═══ Passage shown ═══

ML Model API

ML inference services have two constraints that generic API deploys don’t: large model weights that make the first build slow, and a runtime memory footprint that exceeds the default limits. This guide tackles both head-on.

By the end you’ll have a FastAPI inference endpoint live on Satusky, protected by an API key, sized for the model’s actual memory needs, and configured so that day-two deploys are fast.

Overview

Three things to understand before starting:

Memory limits. A 500MB model file expands in memory when loaded — PyTorch tensors, attention buffers, and the tokenizer vocabulary all live in RAM at once. Starting at 2Gi avoids an OOMKill on the first request. If the pod does get killed, you can raise the limit and redeploy without rebuilding the image — resource changes don’t touch the layer cache.

Docker layer caching. Kaniko respects standard Docker layer semantics. The pip install layer is keyed against requirements.txt. As long as that file doesn’t change, every rebuild after the first skips the pip step entirely and goes straight to copying your application code. A deploy that took four minutes the first time takes under a minute on the second.

Requires cloud build: Layer caching only applies when deploying from source with a Dockerfile. If you’re testing with --image, the build step is skipped entirely and caching is not relevant.

Build context size. The cloud builder uploads your project directory before building. Large files that don’t belong in the image — raw datasets, notebook checkpoints, local weight files — inflate the upload and the context scan. A tight .dockerignore keeps uploads fast.

Requires cloud build: Build context size only matters when deploying from source. Skip this concern when using --image with a pre-built image.

═══ Information given ═══

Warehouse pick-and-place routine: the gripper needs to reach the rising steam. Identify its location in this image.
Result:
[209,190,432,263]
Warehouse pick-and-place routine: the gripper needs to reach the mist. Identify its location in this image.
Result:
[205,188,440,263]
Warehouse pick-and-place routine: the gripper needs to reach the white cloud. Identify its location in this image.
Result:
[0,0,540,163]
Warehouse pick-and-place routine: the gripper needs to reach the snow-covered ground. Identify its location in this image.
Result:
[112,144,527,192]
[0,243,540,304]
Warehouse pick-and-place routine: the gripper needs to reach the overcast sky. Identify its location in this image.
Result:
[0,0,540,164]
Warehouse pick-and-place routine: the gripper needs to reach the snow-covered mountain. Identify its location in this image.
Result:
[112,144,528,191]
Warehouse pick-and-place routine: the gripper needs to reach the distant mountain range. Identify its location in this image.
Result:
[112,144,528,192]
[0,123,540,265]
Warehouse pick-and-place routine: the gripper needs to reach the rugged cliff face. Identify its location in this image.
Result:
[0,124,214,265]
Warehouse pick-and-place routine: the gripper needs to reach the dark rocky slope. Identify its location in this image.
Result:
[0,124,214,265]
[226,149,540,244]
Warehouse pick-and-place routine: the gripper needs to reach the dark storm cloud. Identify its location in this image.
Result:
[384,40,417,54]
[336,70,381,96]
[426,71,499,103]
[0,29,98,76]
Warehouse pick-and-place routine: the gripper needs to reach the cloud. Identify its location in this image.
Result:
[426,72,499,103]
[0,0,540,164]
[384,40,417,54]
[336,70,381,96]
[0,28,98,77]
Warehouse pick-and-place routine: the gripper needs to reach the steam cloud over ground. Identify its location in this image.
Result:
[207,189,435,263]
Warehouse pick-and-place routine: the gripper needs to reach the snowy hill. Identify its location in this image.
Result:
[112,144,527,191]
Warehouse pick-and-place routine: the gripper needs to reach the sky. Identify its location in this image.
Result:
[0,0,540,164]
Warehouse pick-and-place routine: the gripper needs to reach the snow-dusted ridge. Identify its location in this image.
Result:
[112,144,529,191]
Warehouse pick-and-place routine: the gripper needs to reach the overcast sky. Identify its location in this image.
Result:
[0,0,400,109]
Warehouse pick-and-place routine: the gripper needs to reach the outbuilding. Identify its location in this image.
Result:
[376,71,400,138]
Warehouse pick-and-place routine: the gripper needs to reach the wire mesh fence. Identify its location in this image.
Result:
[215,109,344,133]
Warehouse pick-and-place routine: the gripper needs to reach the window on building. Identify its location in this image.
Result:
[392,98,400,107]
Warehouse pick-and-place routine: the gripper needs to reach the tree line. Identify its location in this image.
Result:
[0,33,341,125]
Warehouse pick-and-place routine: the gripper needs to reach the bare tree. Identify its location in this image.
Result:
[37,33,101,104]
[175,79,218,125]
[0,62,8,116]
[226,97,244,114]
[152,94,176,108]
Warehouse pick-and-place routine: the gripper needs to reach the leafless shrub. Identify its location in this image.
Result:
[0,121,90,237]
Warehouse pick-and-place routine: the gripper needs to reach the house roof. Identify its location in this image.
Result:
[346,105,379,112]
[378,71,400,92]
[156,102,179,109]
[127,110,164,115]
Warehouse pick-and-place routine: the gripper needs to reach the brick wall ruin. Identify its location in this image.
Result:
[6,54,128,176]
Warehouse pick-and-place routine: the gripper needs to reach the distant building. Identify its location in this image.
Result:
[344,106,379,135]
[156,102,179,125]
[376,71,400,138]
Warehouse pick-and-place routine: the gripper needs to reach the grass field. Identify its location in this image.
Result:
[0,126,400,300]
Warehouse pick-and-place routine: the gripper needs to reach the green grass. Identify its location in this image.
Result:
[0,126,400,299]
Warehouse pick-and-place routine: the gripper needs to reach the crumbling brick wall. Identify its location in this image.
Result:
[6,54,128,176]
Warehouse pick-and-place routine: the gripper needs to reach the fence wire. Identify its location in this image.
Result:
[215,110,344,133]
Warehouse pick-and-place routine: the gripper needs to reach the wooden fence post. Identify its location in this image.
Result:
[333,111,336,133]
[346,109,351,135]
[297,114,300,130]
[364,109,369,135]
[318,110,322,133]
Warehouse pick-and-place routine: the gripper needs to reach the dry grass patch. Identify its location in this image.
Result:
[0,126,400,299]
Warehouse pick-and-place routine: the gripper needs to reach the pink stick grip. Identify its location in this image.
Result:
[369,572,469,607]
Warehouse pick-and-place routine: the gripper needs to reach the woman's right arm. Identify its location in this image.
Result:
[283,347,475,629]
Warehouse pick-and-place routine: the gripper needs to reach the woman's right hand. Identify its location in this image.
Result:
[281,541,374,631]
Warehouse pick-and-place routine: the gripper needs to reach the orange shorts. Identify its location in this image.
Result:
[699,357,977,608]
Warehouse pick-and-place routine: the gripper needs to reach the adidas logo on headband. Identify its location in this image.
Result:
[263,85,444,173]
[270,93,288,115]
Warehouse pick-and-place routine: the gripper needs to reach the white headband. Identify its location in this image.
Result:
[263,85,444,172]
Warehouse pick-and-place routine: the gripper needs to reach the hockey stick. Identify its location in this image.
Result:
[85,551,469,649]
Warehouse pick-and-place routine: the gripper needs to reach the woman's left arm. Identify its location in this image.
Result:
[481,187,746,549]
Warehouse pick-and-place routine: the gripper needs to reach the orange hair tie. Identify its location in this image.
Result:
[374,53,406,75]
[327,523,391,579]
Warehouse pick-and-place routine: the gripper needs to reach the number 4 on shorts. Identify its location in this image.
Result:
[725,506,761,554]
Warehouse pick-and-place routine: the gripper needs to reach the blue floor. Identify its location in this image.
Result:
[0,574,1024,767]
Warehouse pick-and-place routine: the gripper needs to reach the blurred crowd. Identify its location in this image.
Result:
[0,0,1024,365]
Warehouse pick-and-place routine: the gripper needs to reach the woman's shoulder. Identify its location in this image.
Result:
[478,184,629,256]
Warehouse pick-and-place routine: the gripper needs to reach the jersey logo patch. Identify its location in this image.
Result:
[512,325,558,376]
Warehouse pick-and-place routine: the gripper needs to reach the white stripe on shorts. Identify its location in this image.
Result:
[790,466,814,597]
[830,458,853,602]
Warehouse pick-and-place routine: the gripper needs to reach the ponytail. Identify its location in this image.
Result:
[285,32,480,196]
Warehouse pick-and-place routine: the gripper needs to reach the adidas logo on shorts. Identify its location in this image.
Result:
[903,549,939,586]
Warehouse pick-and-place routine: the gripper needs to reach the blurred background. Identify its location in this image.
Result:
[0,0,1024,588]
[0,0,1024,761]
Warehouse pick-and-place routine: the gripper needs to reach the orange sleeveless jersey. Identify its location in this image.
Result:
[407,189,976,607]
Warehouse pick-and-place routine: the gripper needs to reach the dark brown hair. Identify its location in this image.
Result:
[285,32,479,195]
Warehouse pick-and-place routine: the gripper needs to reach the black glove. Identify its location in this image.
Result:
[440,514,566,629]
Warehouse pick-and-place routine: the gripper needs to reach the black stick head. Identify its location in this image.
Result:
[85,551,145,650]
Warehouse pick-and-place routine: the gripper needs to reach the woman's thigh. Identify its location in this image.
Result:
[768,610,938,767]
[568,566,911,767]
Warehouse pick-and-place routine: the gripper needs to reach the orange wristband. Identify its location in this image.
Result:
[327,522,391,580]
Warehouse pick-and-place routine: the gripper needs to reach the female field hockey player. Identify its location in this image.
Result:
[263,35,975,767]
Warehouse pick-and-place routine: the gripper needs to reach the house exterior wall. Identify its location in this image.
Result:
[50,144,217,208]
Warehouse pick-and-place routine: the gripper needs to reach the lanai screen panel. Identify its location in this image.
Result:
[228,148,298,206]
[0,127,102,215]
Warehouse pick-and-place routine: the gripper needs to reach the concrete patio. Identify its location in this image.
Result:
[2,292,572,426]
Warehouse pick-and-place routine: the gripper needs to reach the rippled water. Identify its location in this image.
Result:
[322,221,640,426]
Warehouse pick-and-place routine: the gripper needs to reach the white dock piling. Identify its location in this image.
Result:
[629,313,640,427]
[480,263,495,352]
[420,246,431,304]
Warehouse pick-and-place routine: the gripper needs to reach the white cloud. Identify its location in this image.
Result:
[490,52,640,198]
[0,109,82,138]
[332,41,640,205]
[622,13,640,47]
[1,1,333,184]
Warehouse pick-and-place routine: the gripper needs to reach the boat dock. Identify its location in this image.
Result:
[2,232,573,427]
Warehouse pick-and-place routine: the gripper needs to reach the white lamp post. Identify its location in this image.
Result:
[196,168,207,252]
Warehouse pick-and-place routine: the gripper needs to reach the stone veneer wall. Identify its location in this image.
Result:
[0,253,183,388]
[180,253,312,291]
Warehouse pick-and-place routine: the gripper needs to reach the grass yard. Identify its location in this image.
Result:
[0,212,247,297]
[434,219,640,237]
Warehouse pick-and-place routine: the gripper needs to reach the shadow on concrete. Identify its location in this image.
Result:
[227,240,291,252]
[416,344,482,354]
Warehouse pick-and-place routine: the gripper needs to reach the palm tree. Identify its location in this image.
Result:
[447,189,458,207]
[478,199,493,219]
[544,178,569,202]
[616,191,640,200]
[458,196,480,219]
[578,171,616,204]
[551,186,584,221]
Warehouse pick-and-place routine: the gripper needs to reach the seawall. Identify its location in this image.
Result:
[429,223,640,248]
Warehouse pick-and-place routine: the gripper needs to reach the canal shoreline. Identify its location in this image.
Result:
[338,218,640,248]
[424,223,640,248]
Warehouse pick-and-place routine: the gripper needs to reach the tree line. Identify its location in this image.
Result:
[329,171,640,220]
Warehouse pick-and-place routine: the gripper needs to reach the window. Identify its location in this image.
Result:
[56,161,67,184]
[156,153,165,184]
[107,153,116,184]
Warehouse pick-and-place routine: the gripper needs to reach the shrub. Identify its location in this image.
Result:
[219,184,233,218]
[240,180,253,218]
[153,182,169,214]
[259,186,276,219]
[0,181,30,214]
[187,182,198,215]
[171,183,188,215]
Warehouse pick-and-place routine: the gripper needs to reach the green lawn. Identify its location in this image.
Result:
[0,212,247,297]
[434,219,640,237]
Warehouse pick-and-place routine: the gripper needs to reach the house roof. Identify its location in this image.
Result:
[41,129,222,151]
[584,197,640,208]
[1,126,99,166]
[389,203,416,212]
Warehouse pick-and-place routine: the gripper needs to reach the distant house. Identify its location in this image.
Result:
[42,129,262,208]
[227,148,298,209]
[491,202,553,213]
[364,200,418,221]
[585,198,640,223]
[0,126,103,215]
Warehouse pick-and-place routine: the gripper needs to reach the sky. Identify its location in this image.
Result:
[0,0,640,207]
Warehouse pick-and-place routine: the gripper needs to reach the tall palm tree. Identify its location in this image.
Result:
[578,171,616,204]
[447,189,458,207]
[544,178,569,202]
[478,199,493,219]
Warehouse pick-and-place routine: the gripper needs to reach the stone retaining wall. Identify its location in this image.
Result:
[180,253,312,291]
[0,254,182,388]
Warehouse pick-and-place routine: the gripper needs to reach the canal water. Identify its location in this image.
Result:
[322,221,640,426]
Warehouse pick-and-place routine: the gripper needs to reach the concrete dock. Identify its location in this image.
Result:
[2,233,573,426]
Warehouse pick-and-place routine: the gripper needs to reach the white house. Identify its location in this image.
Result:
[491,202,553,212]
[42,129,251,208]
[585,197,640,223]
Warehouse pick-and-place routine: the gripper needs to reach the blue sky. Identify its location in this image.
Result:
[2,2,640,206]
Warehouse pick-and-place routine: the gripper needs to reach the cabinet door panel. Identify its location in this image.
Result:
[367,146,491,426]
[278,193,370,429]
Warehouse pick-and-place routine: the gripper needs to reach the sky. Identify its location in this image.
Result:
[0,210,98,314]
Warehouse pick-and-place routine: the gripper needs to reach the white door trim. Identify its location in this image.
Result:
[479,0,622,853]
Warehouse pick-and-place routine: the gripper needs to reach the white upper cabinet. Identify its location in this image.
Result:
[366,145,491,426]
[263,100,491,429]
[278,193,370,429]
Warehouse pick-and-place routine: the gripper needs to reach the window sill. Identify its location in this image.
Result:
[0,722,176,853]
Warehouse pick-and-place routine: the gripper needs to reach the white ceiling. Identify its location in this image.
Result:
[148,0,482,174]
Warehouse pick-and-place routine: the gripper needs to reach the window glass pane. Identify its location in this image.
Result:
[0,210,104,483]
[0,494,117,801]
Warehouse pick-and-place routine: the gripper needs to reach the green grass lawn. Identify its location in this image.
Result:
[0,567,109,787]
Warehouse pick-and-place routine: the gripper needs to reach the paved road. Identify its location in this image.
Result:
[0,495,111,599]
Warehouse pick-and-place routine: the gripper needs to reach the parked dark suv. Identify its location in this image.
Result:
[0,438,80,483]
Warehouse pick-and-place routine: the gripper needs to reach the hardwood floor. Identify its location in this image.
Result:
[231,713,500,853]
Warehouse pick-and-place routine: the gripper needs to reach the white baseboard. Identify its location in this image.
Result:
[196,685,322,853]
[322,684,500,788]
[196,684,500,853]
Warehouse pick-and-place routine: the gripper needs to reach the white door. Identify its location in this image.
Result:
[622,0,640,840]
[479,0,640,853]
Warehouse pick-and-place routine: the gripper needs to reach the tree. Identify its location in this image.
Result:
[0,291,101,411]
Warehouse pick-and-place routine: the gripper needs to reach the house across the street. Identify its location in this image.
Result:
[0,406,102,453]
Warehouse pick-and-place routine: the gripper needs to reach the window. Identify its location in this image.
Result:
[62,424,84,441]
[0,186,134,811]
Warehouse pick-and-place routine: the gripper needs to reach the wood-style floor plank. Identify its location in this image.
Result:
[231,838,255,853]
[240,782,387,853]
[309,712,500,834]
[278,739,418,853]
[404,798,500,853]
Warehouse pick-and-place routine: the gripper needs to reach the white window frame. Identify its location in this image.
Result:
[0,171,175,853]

═══

Your tasks »
(1) Answer these questions about the ML model API guide:
(a) What memory limit does it recommend starting at to avoid an OOMKill on the first request?
(b) Which file is the pip install layer keyed against?
(c) What does it say keeps uploads fast?
(2) Carry the ML model API guide forward from its last sentence.
None of the rows is needed here.

Task responses »
(1)
(a) 2Gi.
(b) requirements.txt.
(c) A tight .dockerignore.

(2)
Project structure

ml-api/
├── app/
│   └── main.py
├── model/
│   └── weights.bin        # excluded via .dockerignore
├── notebooks/             # excluded via .dockerignore
├── data/                  # excluded via .dockerignore
├── requirements.txt
├── Dockerfile
├── .dockerignore
└── satusky.toml

model/weights.bin exists locally for experimentation. The Dockerfile downloads weights from HuggingFace at build time, so the image ships the weights without them being part of the build context upload.

.dockerignore

Requires cloud build: This section applies when deploying from source with a Dockerfile. Skip it if testing with a pre-built image.

Large ML projects need an explicit .dockerignore. Without one, the builder uploads your entire working directory — including local weight files, datasets, and notebook checkpoints that can be hundreds of gigabytes.

__pycache__
*.pyc
*.pyo
.git
.env
data/
notebooks/
*.ipynb
model/

The model/ directory is excluded because weights are downloaded during the Docker build (RUN python -c "..." below), not copied from the host. Your local model/weights.bin is for local experimentation; the image gets a fresh copy from HuggingFace every time the model-download layer is invalidated.

Dockerfile

Requires cloud build: This Dockerfile is used when deploying from source. If you already have a pre-built image, skip to satusky.toml.

FROM python:3.12-slim

WORKDIR /app

# System dep for torch (OpenMP runtime)
RUN apt-get update && apt-get install -y --no-install-recommends \
    libgomp1 \
    && rm -rf /var/lib/apt/lists/*

# Copy dependency spec first so pip install is its own cached layer
COPY requirements.txt .
RUN pip install --no-cache-dir -r requirements.txt

# Download model weights at build time — not copied from host.
# This layer is cached as long as requirements.txt is unchanged.
RUN python -c "
from transformers import AutoTokenizer, AutoModelForSeq2SeqLM
model_id = 'google/flan-t5-base'
AutoTokenizer.from_pretrained(model_id, cache_dir='/app/model_cache')
AutoModelForSeq2SeqLM.from_pretrained(model_id, cache_dir='/app/model_cache')
print('Model downloaded successfully')
"

# Copy application code last — code changes don't bust the model layer
COPY app/ ./app/

EXPOSE 8080

CMD ["uvicorn", "app.main:app", "--host", "0.0.0.0", "--port", "8080"]

The layer order matters. requirements.txt and the model download sit before COPY app/ so that editing main.py doesn’t re-run pip or re-download weights. The model download layer only re-runs when requirements.txt changes (which changes the installed transformers version and invalidates everything below).

Requires cloud/HuggingFace network access: The RUN python -c "..." model download step requires internet access from the cloud builder and a valid HuggingFace token for gated models. It cannot be tested locally without a cloud build environment.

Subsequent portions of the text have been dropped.